Excerpt provided:
You are viewing documentation for an unreleased version of Debezium.
If you want to view the latest stable version of this page, please go here.

OpenLineage Integration

Debezium provides built-in integration with OpenLineage to automatically track data lineage for Change Data Capture (CDC) operations. The OpenLineage integration provides you with comprehensive visibility into the data flow and transformations that you use in your data pipeline.

About Data Lineage and OpenLineage

Data lineage tracks the flow of data through various systems, transformations, and processes. This information provides you with visibility into where data originates, how it moves, and what dependencies exist in the data pipeline. Insights into data lineage is crucial for the following activities:

  • Data governance and compliance

  • Impact analysis when making changes

  • Debugging data quality issues

  • Understanding data dependencies

OpenLineage is an open standard for data lineage that provides a unified way to collect and track lineage metadata across multiple data systems. The specification defines a common model for describing datasets, jobs, and runs, simplifying the process of building comprehensive lineage graphs across heterogeneous data infrastructures.

For more information, see the OpenLineage website and documentation.

How Debezium integrates with OpenLineage

To integrate with OpenLineage, Debezium maps events in its lifecycle to artifacts in the OpenLineage data model.

OpenLineage job mapping

The Debezium connector is mapped to an OpenLineage Job, which includes the following elements:

Name

A job inherits its name from the Debezium topic.prefix.<taskId>.

Namespace

Inherited from openlineage.integration.job.namespace, if specified; otherwise defaults to the value of the topic.prefix.

Debezium connector version
Complete connector configuration
Job metadata

Description, tags, and owners.

Dataset mapping for source connectors

The following dataset mappings are possible:

Input Datasets

Represents the database tables that Debezium is configured to capture changes from. The OpenLineage integration automatically creates input datasets based on the connector configuration. The integration applies the following principles when it creates dataset mappings:

  • Each table that the connector monitors becomes an input dataset.

  • Each dataset captures schema information for the corresponding source table, including the name and data type of each column.

  • DDL changes in the source table are reflected dynamically in the dataset schema.

Output datasets

Represents the Kafka topics that result after you apply the OpenLineage single message transformation (SMT):. Output dataset mappings are created according to the following principles:

  • Each Kafka topic that the connector produces becomes an output dataset.

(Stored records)
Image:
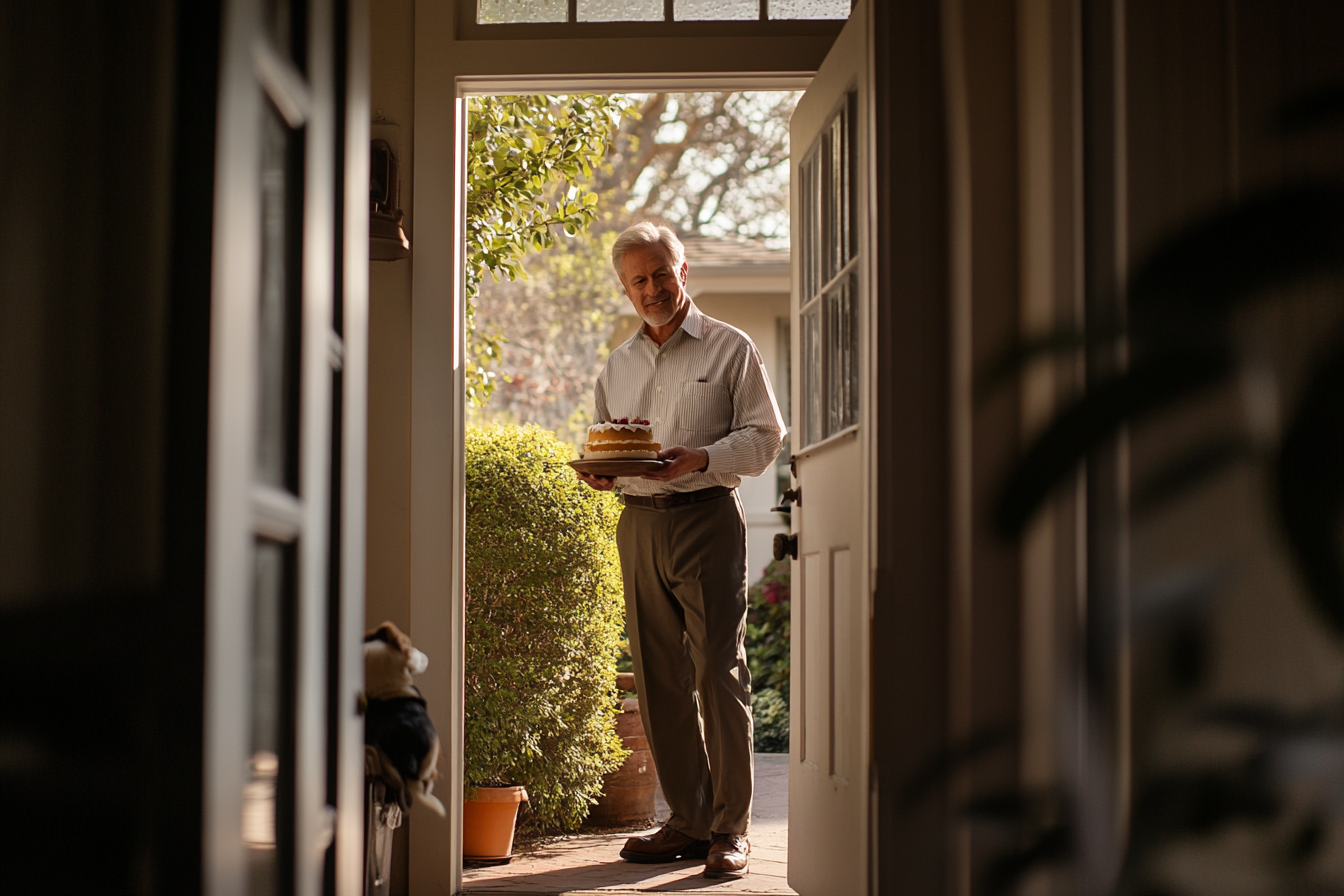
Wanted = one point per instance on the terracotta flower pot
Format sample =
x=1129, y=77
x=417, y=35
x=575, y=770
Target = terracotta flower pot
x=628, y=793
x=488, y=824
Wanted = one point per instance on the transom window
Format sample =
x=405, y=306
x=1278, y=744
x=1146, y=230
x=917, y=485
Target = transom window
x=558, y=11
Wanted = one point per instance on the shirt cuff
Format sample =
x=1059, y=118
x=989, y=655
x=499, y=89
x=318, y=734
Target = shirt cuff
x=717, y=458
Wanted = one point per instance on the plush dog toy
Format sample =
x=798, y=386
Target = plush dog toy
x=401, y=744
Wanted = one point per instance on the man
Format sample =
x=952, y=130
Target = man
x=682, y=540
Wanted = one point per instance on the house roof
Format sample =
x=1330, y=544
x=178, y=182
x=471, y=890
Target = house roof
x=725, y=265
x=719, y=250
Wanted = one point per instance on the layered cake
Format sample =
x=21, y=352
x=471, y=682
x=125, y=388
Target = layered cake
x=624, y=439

Written tasks:
(1) Name every activity that the Debezium OpenLineage documentation says insights into data lineage are crucial for.
(2) Write the next part of the Debezium OpenLineage documentation, starting after its last line.

Answers for the exercise:
(1)
Data governance and compliance
Impact analysis when making changes
Debugging data quality issues
Understanding data dependencies

(2)
  • The output dataset captures the complete CDC event structure, including metadata fields.

  • The name of the dataset is based on the connector’s topic prefix configuration.

Dataset Mapping for sink connectors

Support for sink connectors is not yet available.

Run Events

When you integrate Debezium with OpenLineage, the connector emits events to report changes of status. The connector emits OpenLineage run events after the following status changes:

START

Reports connector initialization.

RUNNING

Emitted periodically during normal streaming operations and during processing individual tables. These periodic events ensure continuous lineage tracking for long-running streaming CDC operations.

COMPLETE

Reports that the connector shut down gracefully.

FAIL

Reports that the connector encountered an error.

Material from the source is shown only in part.